◆ **The problem**
Your answer must be every line below, repeated exactly.

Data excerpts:
# # # # #
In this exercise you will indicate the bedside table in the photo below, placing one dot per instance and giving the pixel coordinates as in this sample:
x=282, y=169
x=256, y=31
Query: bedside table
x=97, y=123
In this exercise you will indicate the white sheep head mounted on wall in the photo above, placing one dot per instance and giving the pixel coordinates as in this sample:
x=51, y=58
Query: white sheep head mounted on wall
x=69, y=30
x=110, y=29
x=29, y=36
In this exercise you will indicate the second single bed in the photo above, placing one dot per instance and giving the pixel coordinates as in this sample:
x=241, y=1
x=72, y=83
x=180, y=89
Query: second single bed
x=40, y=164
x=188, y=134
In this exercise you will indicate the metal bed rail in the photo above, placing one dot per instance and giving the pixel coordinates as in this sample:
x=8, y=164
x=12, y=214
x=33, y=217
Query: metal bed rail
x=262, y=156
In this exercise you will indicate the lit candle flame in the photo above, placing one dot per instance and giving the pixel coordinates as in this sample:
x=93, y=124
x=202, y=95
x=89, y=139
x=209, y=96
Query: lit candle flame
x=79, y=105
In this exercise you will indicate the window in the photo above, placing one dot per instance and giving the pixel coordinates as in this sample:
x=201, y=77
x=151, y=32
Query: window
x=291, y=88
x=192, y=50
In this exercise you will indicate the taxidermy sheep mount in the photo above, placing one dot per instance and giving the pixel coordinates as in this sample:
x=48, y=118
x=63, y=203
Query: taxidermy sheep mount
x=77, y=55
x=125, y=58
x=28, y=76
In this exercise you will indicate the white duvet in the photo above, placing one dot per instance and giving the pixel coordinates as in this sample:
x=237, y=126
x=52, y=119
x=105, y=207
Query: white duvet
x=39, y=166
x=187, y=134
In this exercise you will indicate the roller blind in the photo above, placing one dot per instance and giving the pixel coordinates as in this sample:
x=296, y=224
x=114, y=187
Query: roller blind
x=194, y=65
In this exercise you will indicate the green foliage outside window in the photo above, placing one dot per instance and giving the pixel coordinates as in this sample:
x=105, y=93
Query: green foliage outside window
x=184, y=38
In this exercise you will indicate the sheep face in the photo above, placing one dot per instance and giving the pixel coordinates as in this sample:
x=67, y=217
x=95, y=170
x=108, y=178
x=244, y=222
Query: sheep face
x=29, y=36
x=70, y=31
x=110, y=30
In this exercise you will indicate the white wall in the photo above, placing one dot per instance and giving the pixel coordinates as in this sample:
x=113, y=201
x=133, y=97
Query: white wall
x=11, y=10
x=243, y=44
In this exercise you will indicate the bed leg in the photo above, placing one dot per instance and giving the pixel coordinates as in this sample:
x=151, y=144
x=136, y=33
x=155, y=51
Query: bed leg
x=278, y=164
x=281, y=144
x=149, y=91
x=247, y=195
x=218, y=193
# # # # #
◆ **Exercise result**
In this exercise you will indicate the bedside table in the photo below, placing one dot per instance and giving the pixel coordinates as in this sample:
x=282, y=169
x=256, y=31
Query: bedside table
x=97, y=123
In this exercise you will indicate the white sheep head mounted on wall in the photo above, placing one dot per instance and giving the pixel coordinates as in this sample:
x=51, y=58
Query: white sheep head mounted on wall
x=69, y=30
x=110, y=29
x=29, y=36
In this exercise you will indicate the second single bed in the photo above, placing one dot per instance and giving the pixel coordinates as in this sample:
x=241, y=1
x=72, y=83
x=180, y=89
Query: second single bed
x=40, y=164
x=188, y=134
In this exercise you will indicate the metal bed rail in the photo above, placing one dot per instance and giving the pixel coordinates as in this sample:
x=8, y=164
x=12, y=214
x=33, y=217
Query: metal bed rail
x=262, y=156
In this exercise you will indicate the lit candle flame in the photo above, placing one dot per instance and giving the pixel coordinates as in this sample:
x=93, y=124
x=202, y=95
x=89, y=139
x=209, y=96
Query: lit candle flame
x=79, y=105
In this exercise you will indicate the window in the photo above, placing one dot per instance and giving the pixel coordinates as in this sample:
x=201, y=77
x=151, y=32
Query: window
x=291, y=88
x=192, y=50
In this exercise you will indicate the taxidermy sheep mount in the photo above, placing one dot per instance and giving the pixel coordinates as in this sample:
x=48, y=118
x=63, y=203
Query: taxidermy sheep mount
x=77, y=55
x=125, y=58
x=28, y=76
In this exercise you will indicate the white duvet in the photo above, placing one dot per instance and giving the pixel coordinates as in this sample:
x=237, y=126
x=52, y=119
x=105, y=207
Query: white duvet
x=39, y=166
x=187, y=134
In this exercise you will indicate the roller blind in the photo above, placing one dot per instance and giving the pixel coordinates as in this sample:
x=296, y=224
x=114, y=187
Query: roller blind
x=194, y=65
In this exercise you will indicate the green foliage outside window in the photo above, placing one dot per instance and giving the pixel coordinates as in this sample:
x=105, y=93
Query: green foliage outside window
x=184, y=38
In this exercise you will indicate the sheep face in the photo above, placing one dot per instance and giving the pixel coordinates as in this sample:
x=67, y=217
x=95, y=170
x=108, y=178
x=244, y=222
Query: sheep face
x=29, y=36
x=70, y=31
x=110, y=30
In this exercise you will indicate the white wall in the photo above, placing one dot per instance and giving the pixel coordinates as in this sample:
x=113, y=201
x=133, y=97
Query: white wall
x=11, y=10
x=243, y=44
In this exercise you will indicate the bed leg in the photo above, placing one dot per instance and giving the pixel coordinates as in this sample:
x=151, y=144
x=136, y=33
x=155, y=51
Query: bed leg
x=278, y=164
x=281, y=144
x=149, y=91
x=247, y=195
x=218, y=193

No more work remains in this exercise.